_文書本文_
========

食道癌治療ガイドラインは2002年に初版として発刊され,その後診断に関する記載が追加され,食道癌診断・治療ガイドラインとして2007年,2012年と5年ごとに改定された.2017年6月に発刊された第4版は,名称を食道癌診療ガイドラインに変え,エビデンス至上主義からより実際の医療に役立つ判断を取り入れた最新のガイドラインとして発刊された1).食道癌の治療方針は原則として食道癌診療ガイドラインに記載されている食道癌治療のアルゴリズムおよびアルゴリズムに基づいた治療方針に従って決定することが推奨されている.
本稿では食道癌診療のアルゴリズムを概説する.

II.食道癌の治療方針を決定するために必要な情報
食道癌は疾患特異的な問題点が多くあり,画一的な治療法を決定することは困難である.そのため,その患者の様々な情報を総合的に考慮したうえで治療方針を決定されなければならない.食道癌は高齢者に多く発生するため,併存疾患や機能障害を有している患者が多く,その患者の進行度に対する標準治療ができないことが多い.そのため,個々の患者の状態を考慮に入れなければならない.治療法としては内視鏡治療,手術,化学療法,放射線療法を組み合わせた集学的治療が行われるが,早期癌から進行癌に至るまで多くの治療法が適応となり,その組み合わせ,順序を含めると治療の選択肢が多岐にわたる.一方で胃癌,大腸癌,乳癌,肺癌などと違い,症例数が多くないため,大規模な臨床研究を施行することが困難であり,信頼度の高いエビデンスが得られ難い.治療方針を決定するために,特に必要な情報を以下に挙げる.

========

_保存データ_
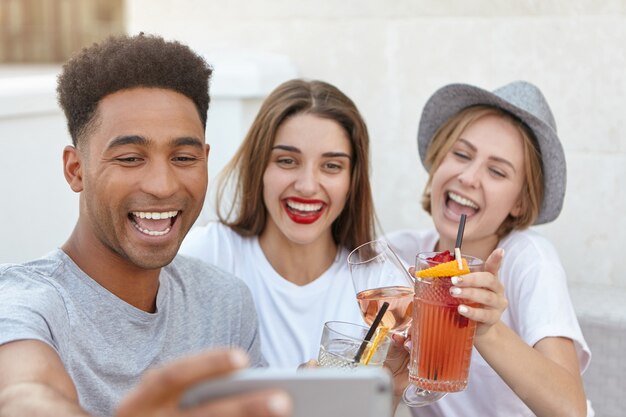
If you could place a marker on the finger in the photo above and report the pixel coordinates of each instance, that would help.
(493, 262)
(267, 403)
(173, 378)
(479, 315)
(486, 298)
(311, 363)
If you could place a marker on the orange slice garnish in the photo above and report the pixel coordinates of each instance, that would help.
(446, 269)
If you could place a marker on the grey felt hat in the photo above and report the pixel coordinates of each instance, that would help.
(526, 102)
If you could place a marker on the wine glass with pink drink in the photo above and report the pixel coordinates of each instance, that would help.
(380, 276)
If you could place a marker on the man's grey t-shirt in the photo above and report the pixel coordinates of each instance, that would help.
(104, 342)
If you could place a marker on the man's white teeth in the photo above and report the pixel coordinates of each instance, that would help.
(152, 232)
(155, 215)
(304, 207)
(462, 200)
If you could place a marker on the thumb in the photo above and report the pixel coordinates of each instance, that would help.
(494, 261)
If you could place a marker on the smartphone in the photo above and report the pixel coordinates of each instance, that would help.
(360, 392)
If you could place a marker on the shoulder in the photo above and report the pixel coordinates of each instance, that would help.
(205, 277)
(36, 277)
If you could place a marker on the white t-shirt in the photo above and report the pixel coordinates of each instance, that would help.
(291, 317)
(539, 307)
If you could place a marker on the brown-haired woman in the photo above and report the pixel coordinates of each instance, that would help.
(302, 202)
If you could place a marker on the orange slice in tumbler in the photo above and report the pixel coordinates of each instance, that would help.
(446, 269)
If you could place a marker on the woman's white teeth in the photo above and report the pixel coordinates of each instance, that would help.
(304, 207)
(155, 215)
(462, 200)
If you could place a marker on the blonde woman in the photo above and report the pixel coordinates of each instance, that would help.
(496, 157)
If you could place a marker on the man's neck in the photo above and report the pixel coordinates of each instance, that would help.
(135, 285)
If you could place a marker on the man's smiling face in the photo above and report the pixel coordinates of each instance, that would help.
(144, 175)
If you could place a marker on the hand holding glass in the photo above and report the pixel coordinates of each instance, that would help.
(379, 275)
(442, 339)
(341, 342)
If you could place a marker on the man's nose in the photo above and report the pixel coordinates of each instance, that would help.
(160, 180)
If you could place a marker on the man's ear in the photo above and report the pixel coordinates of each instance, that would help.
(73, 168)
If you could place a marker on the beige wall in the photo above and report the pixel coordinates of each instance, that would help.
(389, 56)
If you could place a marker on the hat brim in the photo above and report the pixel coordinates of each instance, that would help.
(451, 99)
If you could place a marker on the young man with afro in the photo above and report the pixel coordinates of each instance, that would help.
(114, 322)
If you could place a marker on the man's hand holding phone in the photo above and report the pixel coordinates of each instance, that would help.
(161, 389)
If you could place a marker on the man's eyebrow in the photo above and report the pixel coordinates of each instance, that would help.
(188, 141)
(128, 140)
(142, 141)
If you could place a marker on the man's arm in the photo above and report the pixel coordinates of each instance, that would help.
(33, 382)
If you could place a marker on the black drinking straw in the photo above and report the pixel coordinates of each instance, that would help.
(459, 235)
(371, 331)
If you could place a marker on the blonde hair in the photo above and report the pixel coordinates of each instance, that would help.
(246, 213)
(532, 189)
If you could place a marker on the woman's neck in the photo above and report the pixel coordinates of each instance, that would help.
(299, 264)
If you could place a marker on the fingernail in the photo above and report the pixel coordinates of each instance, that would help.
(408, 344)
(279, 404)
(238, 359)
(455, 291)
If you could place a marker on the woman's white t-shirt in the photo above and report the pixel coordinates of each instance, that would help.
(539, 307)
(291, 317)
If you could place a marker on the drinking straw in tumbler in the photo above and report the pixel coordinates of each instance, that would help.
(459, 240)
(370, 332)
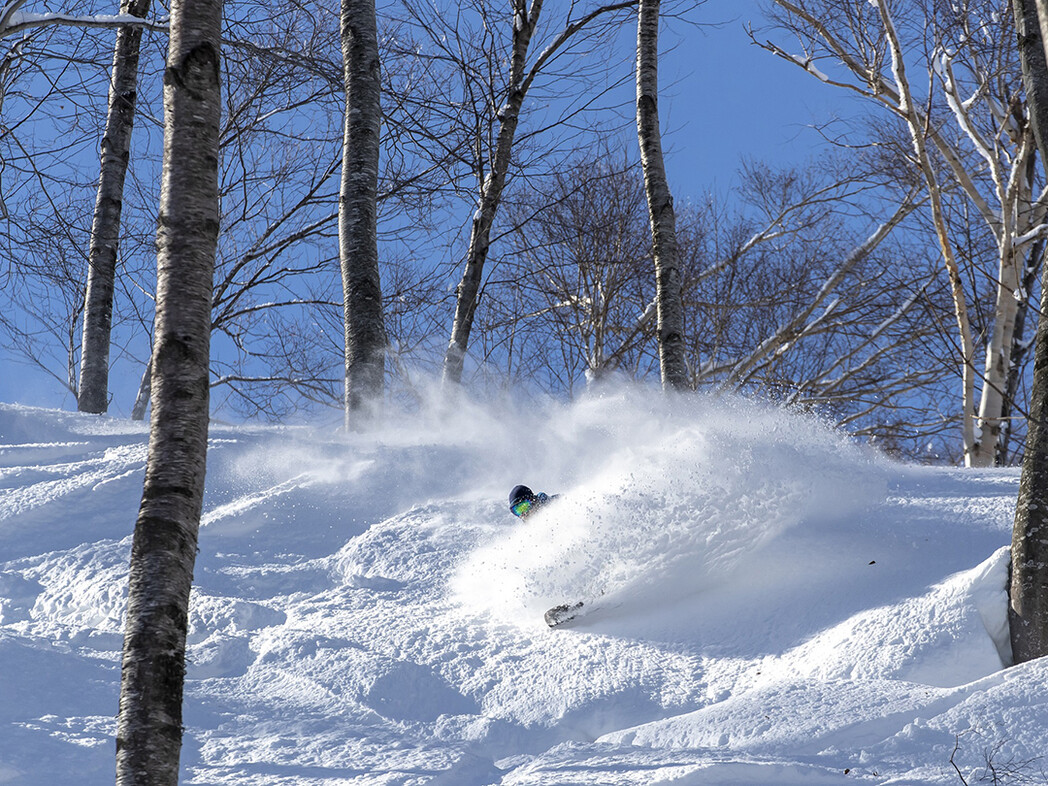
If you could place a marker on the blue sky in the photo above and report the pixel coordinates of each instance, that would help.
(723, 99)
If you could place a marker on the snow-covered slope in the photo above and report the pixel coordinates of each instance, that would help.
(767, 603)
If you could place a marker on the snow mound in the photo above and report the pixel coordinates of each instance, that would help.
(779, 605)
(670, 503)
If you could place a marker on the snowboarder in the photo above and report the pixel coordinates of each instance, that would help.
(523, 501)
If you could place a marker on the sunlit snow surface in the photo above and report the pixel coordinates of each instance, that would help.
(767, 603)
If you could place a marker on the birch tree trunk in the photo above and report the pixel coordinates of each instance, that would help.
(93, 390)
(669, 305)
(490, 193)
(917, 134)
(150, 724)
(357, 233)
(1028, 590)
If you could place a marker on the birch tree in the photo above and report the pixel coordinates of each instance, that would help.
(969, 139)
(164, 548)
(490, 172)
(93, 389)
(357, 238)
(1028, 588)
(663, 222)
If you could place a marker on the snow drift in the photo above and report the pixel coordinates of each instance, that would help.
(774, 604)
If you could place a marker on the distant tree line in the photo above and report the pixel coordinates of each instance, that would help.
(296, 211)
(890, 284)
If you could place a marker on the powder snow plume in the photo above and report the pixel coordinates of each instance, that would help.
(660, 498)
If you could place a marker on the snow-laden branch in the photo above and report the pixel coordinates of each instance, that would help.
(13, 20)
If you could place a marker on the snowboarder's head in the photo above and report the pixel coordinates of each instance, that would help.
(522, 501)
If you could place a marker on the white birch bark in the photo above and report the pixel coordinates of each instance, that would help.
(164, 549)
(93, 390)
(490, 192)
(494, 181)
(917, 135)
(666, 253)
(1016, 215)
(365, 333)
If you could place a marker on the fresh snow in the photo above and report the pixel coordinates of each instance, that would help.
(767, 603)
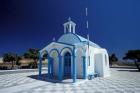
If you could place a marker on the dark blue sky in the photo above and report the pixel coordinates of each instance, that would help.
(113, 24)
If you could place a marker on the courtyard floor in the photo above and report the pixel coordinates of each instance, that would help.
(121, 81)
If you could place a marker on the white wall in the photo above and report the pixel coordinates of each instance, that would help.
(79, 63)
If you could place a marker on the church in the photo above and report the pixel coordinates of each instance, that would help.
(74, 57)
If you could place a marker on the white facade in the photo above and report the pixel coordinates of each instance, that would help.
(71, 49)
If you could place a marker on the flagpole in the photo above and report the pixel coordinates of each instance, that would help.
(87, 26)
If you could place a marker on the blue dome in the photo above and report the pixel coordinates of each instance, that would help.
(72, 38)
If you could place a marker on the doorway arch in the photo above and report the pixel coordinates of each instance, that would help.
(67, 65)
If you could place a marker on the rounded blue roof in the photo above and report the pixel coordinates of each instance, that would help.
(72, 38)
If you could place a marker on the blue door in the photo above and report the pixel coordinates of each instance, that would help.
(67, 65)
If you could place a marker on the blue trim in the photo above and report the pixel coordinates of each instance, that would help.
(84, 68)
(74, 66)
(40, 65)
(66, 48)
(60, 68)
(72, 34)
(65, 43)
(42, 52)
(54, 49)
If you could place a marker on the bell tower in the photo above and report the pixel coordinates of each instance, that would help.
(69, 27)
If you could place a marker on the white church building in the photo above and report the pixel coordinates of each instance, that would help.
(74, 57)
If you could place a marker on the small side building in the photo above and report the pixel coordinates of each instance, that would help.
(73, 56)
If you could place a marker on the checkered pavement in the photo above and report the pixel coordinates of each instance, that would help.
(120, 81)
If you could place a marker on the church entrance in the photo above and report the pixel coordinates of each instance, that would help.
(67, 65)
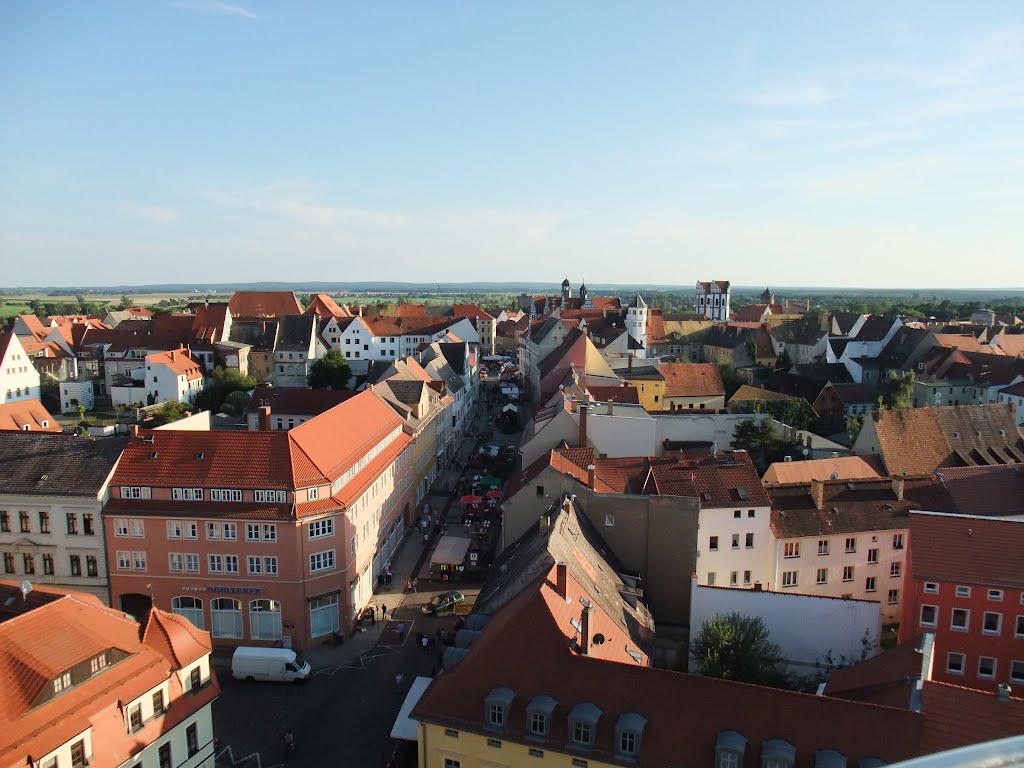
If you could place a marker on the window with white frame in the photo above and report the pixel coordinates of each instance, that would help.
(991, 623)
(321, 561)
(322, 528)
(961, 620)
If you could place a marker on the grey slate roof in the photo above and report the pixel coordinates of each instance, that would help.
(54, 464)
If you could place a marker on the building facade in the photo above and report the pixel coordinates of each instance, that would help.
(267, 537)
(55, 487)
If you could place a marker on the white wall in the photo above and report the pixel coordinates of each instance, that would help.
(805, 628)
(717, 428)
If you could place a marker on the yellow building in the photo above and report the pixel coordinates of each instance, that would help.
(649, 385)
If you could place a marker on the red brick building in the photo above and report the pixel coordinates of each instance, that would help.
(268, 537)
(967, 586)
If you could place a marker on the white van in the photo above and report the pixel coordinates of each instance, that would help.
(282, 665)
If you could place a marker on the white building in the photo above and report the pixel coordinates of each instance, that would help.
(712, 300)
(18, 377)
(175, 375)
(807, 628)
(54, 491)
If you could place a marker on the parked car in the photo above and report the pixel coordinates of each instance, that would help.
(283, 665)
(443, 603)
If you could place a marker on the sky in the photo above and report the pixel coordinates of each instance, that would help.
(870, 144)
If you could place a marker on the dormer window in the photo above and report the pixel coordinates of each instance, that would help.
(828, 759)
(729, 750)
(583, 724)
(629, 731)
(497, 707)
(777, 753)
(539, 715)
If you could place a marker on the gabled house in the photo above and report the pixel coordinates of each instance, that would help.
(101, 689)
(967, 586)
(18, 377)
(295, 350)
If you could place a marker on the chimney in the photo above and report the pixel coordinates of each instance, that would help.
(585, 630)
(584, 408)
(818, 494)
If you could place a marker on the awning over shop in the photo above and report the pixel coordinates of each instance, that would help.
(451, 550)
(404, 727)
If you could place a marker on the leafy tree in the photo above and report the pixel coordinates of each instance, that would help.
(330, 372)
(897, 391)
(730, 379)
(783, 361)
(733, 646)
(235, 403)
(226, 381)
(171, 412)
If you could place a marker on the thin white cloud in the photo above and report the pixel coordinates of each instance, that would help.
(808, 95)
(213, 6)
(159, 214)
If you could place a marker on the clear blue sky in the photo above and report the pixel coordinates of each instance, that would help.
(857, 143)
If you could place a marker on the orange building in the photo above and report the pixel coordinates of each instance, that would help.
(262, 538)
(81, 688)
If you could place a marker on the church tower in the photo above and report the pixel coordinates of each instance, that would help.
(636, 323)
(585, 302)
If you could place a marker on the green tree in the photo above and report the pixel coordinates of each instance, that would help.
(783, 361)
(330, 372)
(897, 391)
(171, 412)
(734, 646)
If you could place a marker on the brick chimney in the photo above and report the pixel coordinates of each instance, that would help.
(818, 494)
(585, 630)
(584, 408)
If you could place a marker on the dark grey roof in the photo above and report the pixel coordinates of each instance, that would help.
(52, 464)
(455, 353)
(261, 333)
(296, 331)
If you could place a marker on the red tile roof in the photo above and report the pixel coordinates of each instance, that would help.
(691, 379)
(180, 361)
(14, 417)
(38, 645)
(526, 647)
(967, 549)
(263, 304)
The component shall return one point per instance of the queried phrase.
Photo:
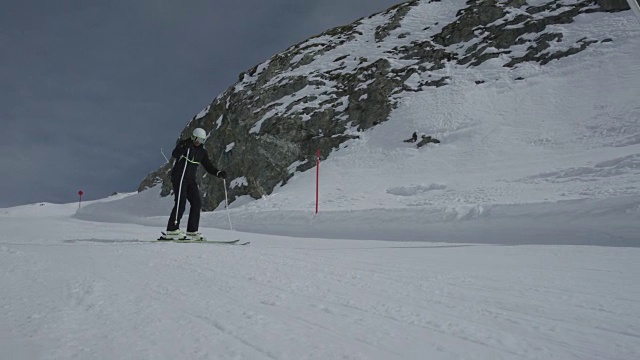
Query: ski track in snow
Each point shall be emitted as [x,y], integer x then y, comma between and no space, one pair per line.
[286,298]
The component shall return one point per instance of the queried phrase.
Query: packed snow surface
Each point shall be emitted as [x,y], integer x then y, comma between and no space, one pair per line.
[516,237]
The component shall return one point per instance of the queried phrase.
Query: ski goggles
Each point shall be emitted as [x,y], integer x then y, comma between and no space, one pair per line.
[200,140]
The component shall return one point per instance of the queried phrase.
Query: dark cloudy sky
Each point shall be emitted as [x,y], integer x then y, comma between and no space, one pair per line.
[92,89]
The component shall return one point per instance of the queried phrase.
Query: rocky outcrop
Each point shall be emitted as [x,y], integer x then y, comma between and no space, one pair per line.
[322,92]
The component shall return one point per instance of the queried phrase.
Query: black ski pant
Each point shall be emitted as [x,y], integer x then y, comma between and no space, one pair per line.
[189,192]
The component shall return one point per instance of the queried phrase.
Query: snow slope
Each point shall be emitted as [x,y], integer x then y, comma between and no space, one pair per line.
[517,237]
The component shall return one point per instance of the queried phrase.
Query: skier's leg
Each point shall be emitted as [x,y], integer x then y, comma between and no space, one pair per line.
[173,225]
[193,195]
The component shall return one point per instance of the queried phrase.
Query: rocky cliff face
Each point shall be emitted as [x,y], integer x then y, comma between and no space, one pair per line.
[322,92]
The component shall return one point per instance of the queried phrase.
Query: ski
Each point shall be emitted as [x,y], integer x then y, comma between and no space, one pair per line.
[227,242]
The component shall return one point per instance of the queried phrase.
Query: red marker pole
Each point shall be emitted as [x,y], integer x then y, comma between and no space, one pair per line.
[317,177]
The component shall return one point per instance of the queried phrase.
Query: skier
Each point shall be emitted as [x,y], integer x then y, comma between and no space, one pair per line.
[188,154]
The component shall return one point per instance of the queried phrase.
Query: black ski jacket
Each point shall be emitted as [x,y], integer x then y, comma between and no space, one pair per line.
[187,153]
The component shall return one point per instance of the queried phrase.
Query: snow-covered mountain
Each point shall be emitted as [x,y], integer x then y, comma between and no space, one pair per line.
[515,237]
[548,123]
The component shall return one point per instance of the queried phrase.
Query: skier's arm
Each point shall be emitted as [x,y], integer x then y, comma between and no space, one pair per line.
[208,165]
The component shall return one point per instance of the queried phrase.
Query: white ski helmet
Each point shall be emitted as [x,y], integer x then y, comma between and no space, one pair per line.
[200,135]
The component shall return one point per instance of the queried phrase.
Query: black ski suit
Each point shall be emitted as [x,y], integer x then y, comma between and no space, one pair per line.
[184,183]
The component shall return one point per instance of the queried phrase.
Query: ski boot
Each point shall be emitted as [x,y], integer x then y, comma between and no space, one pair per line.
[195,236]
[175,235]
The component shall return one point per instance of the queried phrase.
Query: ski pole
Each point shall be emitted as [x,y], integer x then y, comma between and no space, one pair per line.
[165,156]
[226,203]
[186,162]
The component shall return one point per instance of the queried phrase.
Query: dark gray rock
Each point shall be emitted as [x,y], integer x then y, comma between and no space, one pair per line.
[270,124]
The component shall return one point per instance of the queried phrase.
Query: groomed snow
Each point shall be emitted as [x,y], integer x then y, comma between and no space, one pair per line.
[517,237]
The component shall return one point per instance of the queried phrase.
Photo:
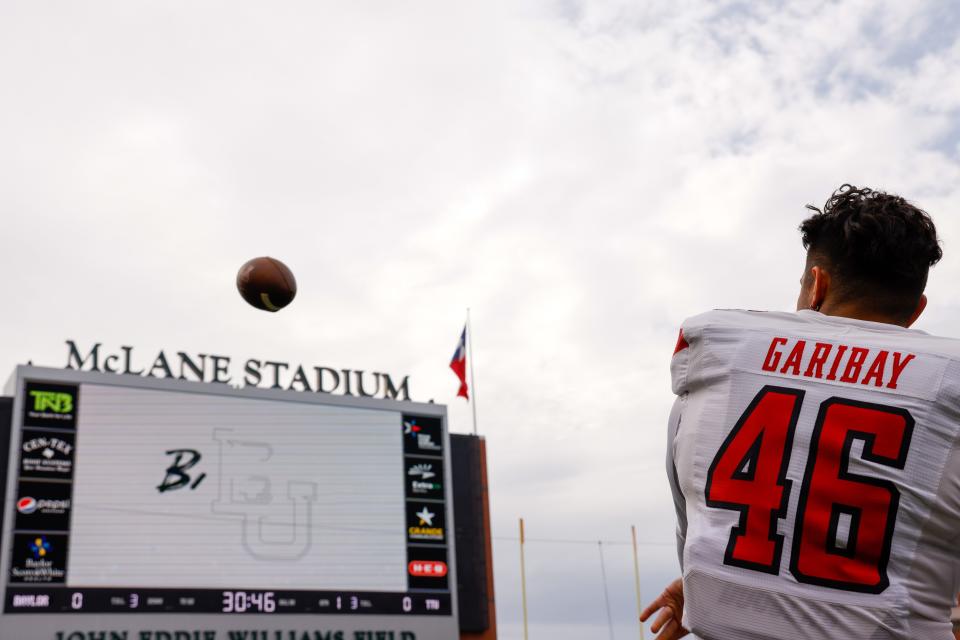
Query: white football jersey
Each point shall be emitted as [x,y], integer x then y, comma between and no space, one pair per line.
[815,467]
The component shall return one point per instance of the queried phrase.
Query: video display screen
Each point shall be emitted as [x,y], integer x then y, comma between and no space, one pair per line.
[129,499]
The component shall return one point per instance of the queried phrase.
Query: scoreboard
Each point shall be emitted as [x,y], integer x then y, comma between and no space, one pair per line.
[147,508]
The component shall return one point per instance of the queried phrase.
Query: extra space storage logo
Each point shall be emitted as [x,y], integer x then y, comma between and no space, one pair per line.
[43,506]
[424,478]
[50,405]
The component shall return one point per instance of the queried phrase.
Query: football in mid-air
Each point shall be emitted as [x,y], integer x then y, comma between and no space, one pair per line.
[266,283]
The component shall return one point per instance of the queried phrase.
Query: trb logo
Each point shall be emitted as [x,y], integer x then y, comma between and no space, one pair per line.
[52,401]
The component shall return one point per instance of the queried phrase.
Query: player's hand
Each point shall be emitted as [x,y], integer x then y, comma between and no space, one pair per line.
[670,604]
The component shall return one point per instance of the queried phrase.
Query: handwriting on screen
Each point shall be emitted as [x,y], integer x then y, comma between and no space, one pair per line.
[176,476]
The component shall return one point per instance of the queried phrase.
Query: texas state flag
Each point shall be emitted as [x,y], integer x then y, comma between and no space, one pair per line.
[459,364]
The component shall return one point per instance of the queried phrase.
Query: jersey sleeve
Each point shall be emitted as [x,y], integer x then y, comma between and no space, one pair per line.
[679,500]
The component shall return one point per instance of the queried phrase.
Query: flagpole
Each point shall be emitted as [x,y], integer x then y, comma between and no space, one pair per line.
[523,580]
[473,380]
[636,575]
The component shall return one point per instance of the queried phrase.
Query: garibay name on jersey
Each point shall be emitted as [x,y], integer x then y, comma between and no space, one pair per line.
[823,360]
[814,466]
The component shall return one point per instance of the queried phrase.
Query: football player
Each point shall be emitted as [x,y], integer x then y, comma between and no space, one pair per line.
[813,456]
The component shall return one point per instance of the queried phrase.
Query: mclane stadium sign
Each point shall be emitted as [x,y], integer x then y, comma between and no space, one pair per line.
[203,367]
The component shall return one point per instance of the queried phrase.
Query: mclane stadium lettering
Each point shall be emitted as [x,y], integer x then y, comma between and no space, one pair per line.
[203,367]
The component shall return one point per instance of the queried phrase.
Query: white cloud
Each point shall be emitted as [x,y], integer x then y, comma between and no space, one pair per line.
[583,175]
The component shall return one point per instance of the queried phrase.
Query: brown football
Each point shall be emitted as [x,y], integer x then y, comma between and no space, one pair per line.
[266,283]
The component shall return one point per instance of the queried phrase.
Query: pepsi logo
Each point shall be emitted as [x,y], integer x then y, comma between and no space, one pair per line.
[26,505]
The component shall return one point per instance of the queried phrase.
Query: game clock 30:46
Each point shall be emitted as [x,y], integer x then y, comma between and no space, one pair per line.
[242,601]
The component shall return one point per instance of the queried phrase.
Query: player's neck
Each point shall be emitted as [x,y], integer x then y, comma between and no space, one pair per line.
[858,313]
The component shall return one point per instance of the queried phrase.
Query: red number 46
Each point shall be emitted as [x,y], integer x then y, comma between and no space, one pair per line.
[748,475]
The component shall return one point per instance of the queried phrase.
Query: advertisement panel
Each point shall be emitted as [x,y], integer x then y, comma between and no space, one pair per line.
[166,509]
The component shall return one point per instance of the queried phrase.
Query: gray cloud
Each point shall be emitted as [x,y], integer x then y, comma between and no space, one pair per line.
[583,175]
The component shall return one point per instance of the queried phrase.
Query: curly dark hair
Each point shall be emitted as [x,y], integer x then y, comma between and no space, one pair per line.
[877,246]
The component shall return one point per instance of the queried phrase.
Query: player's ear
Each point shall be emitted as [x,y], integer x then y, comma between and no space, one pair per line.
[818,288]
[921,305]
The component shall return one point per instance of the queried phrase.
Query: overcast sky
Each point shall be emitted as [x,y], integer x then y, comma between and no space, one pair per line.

========

_課題の指示_
- 1) 本文の「本稿では食道癌診療のアルゴリズムを概説する.」から「に必要な情報を以下に挙げる.」までを、そのまま書き写してください。
- 2) 本文によると、ガイドラインの第4版は何年何月に発刊されたか。
項目はここでは使わない。

_問題の解答_
- 1)
本稿では食道癌診療のアルゴリズムを概説する.

II.食道癌の治療方針を決定するために必要な情報
食道癌は疾患特異的な問題点が多くあり,画一的な治療法を決定することは困難である.そのため,その患者の様々な情報を総合的に考慮したうえで治療方針を決定されなければならない.食道癌は高齢者に多く発生するため,併存疾患や機能障害を有している患者が多く,その患者の進行度に対する標準治療ができないことが多い.そのため,個々の患者の状態を考慮に入れなければならない.治療法としては内視鏡治療,手術,化学療法,放射線療法を組み合わせた集学的治療が行われるが,早期癌から進行癌に至るまで多くの治療法が適応となり,その組み合わせ,順序を含めると治療の選択肢が多岐にわたる.一方で胃癌,大腸癌,乳癌,肺癌などと違い,症例数が多くないため,大規模な臨床研究を施行することが困難であり,信頼度の高いエビデンスが得られ難い.治療方針を決定するために,特に必要な情報を以下に挙げる.

- 2) 2017年6月